TASK TO CARRY OUT
Reproduce word for word the part of the Andean volcanism text that starts at "Volcanism in the Andes" and ends at "million years ago.".

PASSAGE PROVIDED
******************************
Subduction has been occurring off the western margin of South America for the past 200 million years. Presently, the Nazca Plate is subducting eastward below South America. The subduction is responsible for the formation of the Altiplano high plateau; the Tibetan Plateau is the only other place in the world where oceanic subduction has generated a high plateau.

Volcanism in the Andes occurs in a frontal volcanic arc, but also in the back-arc region. This back-arc volcanism that Tunupa is part of has an uncertain origin; one proposed process is delamination, whereby the lowermost mafic section of the crust and lithosphere underneath separates itself from the above lying layers. This separation process then triggers volcanic activity through either decompression melting, dehydration melting, increases in temperature, or some combination of these processes. Back-arc volcanism in the region started about 25-30 million years ago.

East of Tunupa lie the Huayrana lavas, which are much older (Potassium-argon dating has yielded an age of 11.1 ± 0.4 million years ago). Tunupa and Sillajhuay farther west form a chain of volcanoes known as the Serranía Intersalar, which lies within the so-called Pica gap where recent volcanism is rare. This chain of volcanoes was active starting from the Oligocene to the Quaternary.
******************************
Stored data entries:
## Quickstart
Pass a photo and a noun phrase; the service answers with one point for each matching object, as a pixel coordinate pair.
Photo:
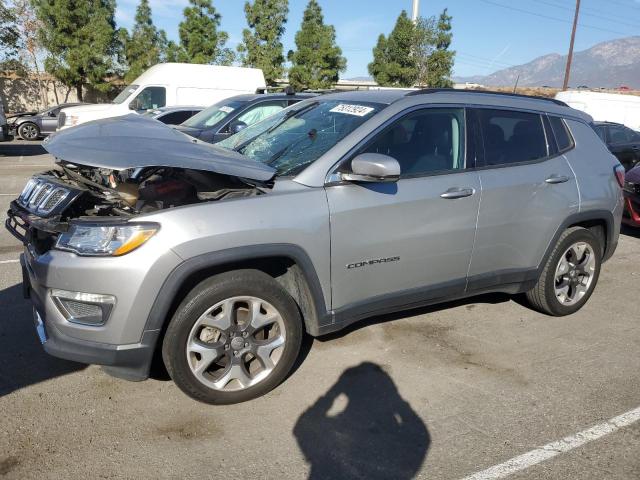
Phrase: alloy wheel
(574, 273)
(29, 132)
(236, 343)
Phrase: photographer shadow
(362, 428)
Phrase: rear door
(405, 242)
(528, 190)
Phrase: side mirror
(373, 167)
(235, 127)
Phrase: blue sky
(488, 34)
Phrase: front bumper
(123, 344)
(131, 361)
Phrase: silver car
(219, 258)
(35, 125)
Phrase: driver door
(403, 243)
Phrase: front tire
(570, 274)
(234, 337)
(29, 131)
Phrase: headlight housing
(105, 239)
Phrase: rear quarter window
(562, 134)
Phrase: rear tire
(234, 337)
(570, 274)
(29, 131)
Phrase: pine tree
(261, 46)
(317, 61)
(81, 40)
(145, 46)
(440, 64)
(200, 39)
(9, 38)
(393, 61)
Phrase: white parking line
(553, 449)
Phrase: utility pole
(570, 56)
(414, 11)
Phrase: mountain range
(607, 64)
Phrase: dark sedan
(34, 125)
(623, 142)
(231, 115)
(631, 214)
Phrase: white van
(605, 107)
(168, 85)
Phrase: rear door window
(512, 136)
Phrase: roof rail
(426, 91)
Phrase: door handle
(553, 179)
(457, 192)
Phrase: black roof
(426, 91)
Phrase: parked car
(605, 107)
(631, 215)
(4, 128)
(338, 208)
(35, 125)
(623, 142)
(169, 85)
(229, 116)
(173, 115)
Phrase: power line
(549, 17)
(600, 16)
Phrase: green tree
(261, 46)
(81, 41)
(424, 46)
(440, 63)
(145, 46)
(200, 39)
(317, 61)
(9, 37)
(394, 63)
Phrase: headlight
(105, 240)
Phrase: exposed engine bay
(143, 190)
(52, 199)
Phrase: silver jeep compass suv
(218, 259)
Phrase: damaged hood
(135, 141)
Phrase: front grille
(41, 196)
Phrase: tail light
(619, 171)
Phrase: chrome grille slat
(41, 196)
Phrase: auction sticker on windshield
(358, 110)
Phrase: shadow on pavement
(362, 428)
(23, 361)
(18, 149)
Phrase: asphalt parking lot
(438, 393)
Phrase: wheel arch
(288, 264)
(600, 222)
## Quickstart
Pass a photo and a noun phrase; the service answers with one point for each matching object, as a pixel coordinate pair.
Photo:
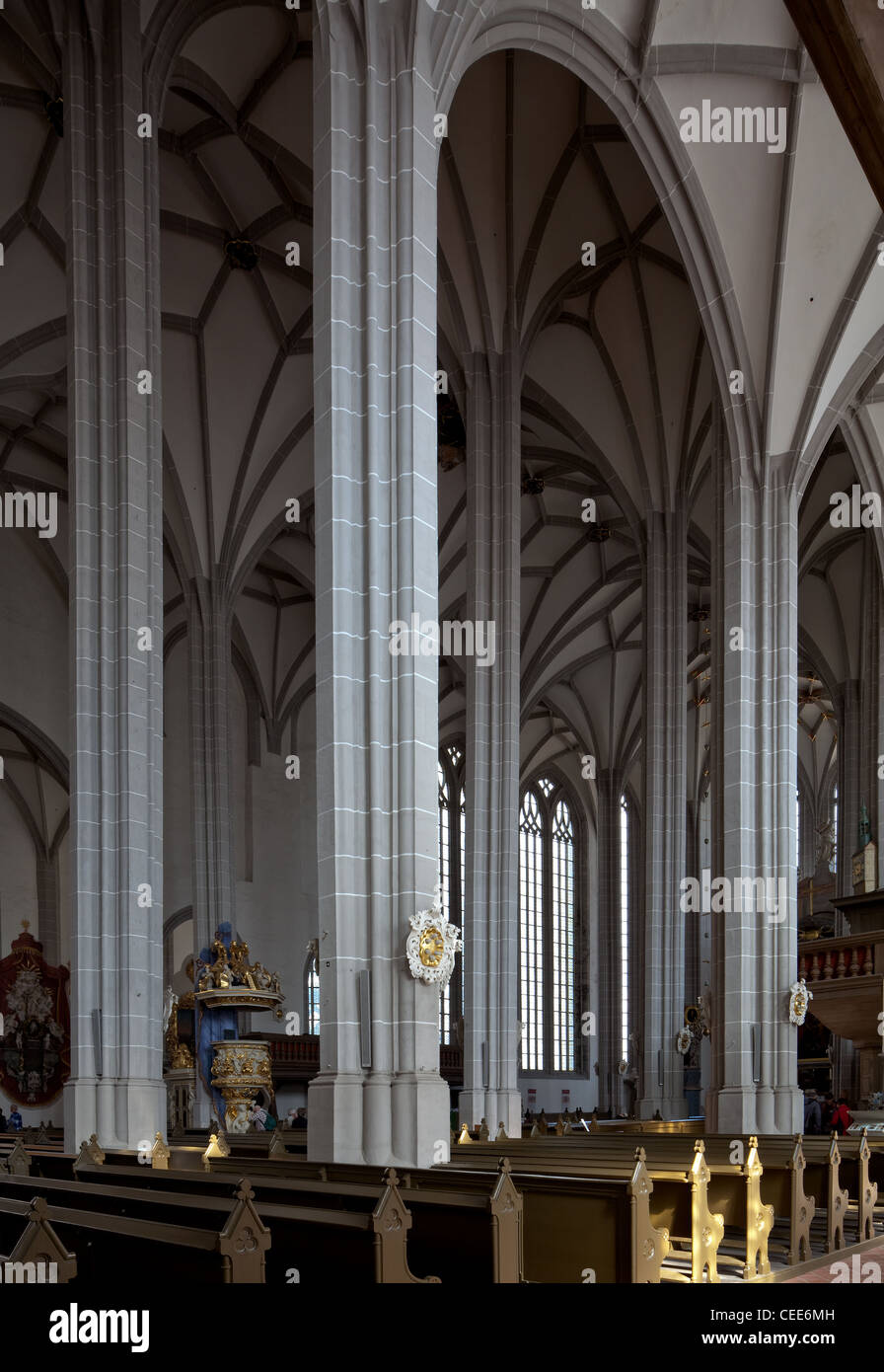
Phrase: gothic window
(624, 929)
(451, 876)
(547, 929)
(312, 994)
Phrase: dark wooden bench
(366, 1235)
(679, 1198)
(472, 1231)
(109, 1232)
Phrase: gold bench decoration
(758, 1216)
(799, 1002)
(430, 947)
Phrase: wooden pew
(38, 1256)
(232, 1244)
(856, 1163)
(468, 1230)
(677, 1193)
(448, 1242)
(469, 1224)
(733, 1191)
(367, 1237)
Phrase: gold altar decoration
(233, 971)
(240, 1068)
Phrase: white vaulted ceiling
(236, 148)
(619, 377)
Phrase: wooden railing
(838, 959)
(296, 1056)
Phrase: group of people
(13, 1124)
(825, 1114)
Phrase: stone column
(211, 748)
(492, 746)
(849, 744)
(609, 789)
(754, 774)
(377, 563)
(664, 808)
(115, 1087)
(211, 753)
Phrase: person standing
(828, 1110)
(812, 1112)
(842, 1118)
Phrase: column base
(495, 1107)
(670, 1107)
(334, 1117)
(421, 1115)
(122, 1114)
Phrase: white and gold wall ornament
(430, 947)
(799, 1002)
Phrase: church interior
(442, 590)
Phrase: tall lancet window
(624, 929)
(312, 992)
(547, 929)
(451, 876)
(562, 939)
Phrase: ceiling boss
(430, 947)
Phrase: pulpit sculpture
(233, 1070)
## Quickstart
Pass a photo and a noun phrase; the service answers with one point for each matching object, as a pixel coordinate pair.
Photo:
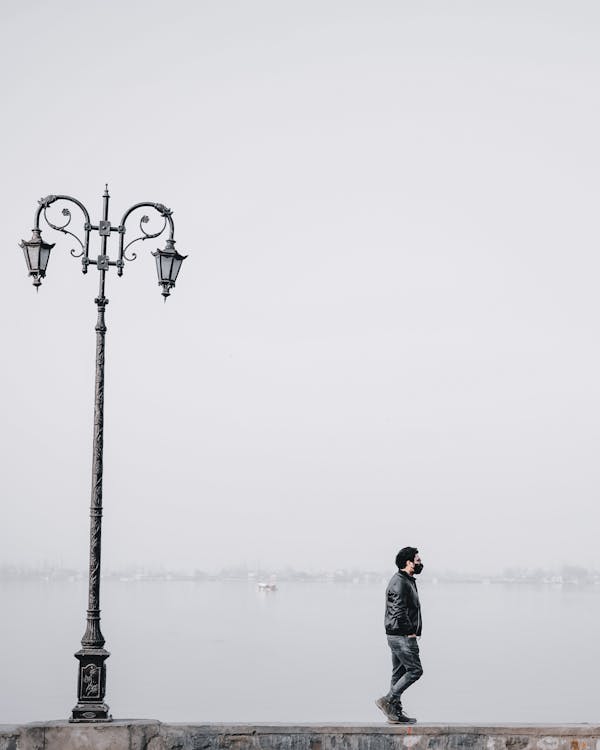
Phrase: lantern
******************************
RESPONSE TO THIS TASK
Volcanism in the Andes occurs in a frontal volcanic arc, but also in the back-arc region. This back-arc volcanism that Tunupa is part of has an uncertain origin; one proposed process is delamination, whereby the lowermost mafic section of the crust and lithosphere underneath separates itself from the above lying layers. This separation process then triggers volcanic activity through either decompression melting, dehydration melting, increases in temperature, or some combination of these processes. Back-arc volcanism in the region started about 25-30 million years ago.